**Short exercise 1:**
Decide whether each statement below agrees with the post on moral hazard, answering yes or no and quoting the words from the post that settle it. (a) The post says moral hazard is usually understood in terms of information asymmetry. (b) The post credits Akerlof with the analysis behind that view. (c) According to the quoted explanation, the party paying for the negative consequences of the risk generally has more information.
**Short exercise 2:**
Pick up the post on moral hazard after its final sentence and keep writing it.

**Excerpted passage:**
Time consistency is also a useful way to understand moral hazard

Moral Hazard is one of the most discussed topic in the ongoing crisis. Some say the intervention leads to moral hazard, some deny it. This post is about understanding moral hazard in another fashion.

We usually understand moral hazard from the angle of information asymmetry. This was a result of great analysis by Akerlof. Wikipedia explains:

Moral hazard is related to asymmetric information, a situation in which one party in a transaction has more information than another. The party that is insulated from risk generally has more information about its actions and intentions than the party paying for the negative consequences of the risk. More broadly, moral hazard occurs when the party with more information about its actions or intentions has a tendency or incentive to behave inappropriately from the perspective of the party with less information.

**Data lines:**
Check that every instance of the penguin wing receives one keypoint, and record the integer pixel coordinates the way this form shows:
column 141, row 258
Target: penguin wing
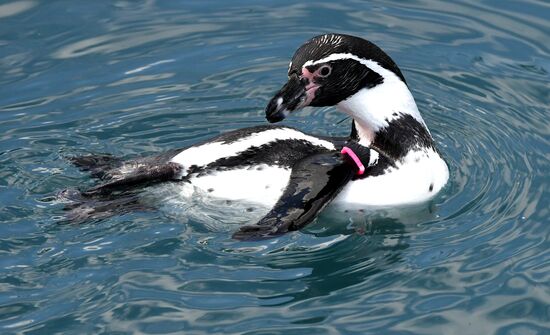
column 314, row 182
column 140, row 175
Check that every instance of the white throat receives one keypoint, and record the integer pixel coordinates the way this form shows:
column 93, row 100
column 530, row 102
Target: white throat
column 372, row 109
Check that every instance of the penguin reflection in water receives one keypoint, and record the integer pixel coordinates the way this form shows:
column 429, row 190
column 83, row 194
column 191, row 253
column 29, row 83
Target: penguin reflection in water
column 389, row 158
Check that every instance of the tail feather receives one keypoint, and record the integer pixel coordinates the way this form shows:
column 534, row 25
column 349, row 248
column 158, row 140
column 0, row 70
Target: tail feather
column 97, row 164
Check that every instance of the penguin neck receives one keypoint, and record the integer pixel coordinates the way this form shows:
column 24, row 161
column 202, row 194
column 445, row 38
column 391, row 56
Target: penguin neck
column 386, row 118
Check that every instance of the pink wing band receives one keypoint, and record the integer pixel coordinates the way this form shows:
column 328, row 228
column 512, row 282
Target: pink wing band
column 356, row 160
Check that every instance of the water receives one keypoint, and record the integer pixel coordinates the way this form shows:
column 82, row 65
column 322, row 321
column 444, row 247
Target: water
column 140, row 77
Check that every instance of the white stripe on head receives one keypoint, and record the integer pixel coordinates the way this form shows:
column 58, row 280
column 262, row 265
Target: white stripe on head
column 373, row 108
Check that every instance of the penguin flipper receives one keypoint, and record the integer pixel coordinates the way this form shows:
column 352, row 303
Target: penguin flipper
column 139, row 176
column 313, row 184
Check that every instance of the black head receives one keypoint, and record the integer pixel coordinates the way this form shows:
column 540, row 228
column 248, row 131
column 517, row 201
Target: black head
column 328, row 69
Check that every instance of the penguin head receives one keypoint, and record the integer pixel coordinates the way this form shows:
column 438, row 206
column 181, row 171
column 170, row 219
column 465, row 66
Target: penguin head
column 329, row 69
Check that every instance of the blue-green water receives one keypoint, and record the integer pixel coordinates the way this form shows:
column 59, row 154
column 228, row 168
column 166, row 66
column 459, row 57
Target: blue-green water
column 141, row 77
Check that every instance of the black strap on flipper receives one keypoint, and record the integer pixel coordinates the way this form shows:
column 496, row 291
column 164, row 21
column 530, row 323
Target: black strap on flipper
column 314, row 183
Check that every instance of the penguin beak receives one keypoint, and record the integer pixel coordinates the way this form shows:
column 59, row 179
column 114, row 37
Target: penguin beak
column 297, row 93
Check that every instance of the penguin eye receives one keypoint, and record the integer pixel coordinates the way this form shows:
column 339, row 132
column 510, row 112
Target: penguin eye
column 324, row 71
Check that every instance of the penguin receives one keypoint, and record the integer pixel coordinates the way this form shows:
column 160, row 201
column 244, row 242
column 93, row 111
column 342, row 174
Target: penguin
column 389, row 158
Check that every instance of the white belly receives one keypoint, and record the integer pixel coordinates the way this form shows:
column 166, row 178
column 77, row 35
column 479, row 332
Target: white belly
column 418, row 179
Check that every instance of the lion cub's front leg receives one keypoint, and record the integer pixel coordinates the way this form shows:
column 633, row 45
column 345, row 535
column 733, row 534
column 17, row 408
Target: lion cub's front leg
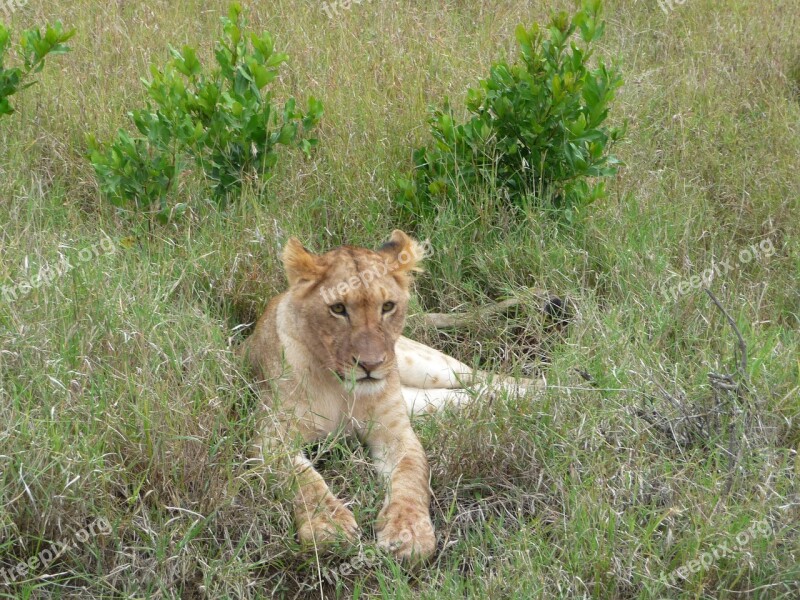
column 404, row 524
column 320, row 516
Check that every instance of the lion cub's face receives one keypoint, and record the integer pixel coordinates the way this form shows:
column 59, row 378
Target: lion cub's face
column 349, row 306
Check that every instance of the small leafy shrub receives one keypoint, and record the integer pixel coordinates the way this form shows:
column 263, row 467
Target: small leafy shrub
column 33, row 48
column 536, row 128
column 222, row 120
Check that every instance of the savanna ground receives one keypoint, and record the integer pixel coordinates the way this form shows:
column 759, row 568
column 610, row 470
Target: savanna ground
column 120, row 398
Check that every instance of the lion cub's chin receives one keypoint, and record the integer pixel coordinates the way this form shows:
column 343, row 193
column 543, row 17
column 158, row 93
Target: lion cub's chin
column 368, row 387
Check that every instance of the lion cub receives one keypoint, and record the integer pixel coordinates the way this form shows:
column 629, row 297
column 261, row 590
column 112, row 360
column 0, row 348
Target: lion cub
column 324, row 354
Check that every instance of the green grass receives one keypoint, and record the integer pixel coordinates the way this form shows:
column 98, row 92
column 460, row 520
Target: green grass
column 120, row 397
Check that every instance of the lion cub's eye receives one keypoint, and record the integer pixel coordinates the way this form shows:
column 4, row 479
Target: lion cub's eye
column 338, row 309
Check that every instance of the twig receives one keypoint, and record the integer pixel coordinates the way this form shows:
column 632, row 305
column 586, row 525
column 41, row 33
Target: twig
column 742, row 345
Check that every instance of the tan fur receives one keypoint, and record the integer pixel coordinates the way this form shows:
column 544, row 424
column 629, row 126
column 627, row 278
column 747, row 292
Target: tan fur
column 311, row 364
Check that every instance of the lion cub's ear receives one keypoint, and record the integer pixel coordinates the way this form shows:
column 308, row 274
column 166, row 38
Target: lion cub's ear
column 299, row 263
column 403, row 253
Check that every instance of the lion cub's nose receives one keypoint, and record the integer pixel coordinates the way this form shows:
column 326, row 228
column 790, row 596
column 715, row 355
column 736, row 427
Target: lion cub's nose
column 371, row 364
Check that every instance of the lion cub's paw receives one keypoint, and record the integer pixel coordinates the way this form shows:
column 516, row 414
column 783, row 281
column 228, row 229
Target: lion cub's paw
column 407, row 532
column 326, row 526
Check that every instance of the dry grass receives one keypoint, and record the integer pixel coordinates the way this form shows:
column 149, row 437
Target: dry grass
column 120, row 398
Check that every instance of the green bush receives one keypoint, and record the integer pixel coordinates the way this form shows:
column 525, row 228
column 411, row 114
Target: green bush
column 33, row 48
column 536, row 128
column 222, row 120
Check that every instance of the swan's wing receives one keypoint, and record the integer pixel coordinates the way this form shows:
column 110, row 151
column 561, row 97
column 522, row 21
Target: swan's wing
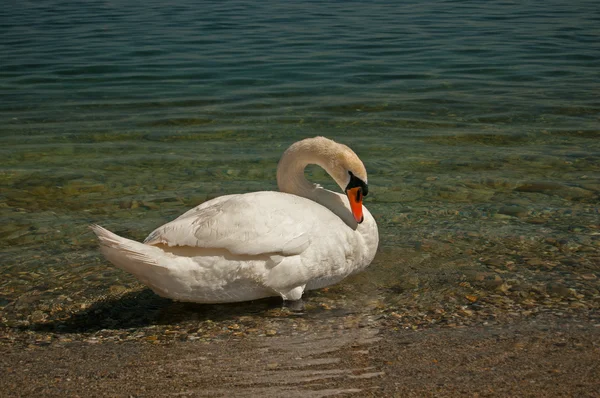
column 249, row 224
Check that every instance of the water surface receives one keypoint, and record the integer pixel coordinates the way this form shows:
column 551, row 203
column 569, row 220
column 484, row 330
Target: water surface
column 478, row 125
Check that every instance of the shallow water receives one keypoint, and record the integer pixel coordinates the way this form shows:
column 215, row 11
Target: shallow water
column 478, row 125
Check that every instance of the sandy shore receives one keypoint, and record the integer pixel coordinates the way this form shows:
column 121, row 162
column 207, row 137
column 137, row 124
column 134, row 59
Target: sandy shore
column 533, row 357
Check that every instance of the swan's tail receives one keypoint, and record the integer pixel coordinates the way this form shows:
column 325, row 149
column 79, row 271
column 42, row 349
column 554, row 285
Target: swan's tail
column 134, row 257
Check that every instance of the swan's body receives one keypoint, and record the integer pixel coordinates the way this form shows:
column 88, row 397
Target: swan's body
column 249, row 246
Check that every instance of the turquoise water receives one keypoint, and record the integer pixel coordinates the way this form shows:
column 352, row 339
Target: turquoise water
column 477, row 122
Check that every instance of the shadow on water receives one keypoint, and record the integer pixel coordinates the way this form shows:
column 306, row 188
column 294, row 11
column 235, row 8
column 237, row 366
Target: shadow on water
column 144, row 308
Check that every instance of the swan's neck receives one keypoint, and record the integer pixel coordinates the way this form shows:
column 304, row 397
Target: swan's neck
column 290, row 176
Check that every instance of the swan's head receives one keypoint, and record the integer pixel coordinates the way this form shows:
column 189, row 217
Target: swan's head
column 350, row 174
column 342, row 164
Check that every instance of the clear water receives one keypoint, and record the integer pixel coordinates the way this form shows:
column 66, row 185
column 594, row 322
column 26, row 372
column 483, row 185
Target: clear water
column 478, row 124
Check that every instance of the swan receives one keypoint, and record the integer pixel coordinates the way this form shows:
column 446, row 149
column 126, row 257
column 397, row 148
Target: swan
column 260, row 244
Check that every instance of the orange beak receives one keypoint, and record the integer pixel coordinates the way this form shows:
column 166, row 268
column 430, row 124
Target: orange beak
column 355, row 198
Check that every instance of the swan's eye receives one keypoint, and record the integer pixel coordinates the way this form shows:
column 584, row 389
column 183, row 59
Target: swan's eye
column 359, row 195
column 357, row 182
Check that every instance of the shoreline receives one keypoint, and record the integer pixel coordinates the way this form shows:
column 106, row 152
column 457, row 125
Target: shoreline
column 541, row 356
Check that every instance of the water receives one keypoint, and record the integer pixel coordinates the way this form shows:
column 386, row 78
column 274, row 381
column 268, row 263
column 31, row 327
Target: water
column 478, row 124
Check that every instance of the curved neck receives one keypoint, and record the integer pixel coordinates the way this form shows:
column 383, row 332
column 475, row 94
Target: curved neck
column 290, row 176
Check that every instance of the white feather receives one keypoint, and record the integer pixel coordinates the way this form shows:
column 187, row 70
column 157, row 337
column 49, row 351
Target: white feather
column 250, row 246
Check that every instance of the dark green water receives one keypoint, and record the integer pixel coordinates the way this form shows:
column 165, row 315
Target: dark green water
column 478, row 124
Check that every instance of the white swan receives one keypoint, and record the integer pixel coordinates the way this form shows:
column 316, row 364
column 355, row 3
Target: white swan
column 254, row 245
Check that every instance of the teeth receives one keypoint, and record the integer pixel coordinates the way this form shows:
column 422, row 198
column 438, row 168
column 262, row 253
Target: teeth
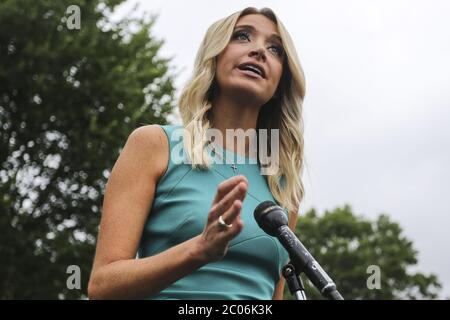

**Response 1:**
(a) Yes: "We usually understand moral hazard from the angle of information asymmetry."
(b) Yes: "This was a result of great analysis by Akerlof."
(c) No: "The party that is insulated from risk generally has more information about its actions and intentions than the party paying for the negative consequences of the risk."

**Response 2:**
Another very useful way to understand moral hazard is from the angle of time consistency models developed by Finn Kydland and Ed Prescott. They got Nobel Prize in 2004 for their work. (Read Mankiw’s superb primer on the topic). I was reading this Nobel Committee primer explaining Kydland-Prescott work and it struck me that this can be modelled to understand moral hazard as well.

Bernanke, Mervyn King etc all had said before the subprime crisis that they would not intervene in financial markets. The outcome of financial decisions of various firms would have to be faced by respective firms. If they had stuck to their words, we would have called these policies as time consistent. Meaning your actions in future (not to intervene) were consistent with the policies made in the past.

However, they had to intervene and this made the policy time inconsistent. The financial markets knew all along the central bankers would be intervening as similar experiences had been seen in the past. The financial markets piled on huge risks knowing central banks and other authorities will have to intervene as health of financial system was important. This is exactly what moral hazard is and time consistent is another way to understand the approach.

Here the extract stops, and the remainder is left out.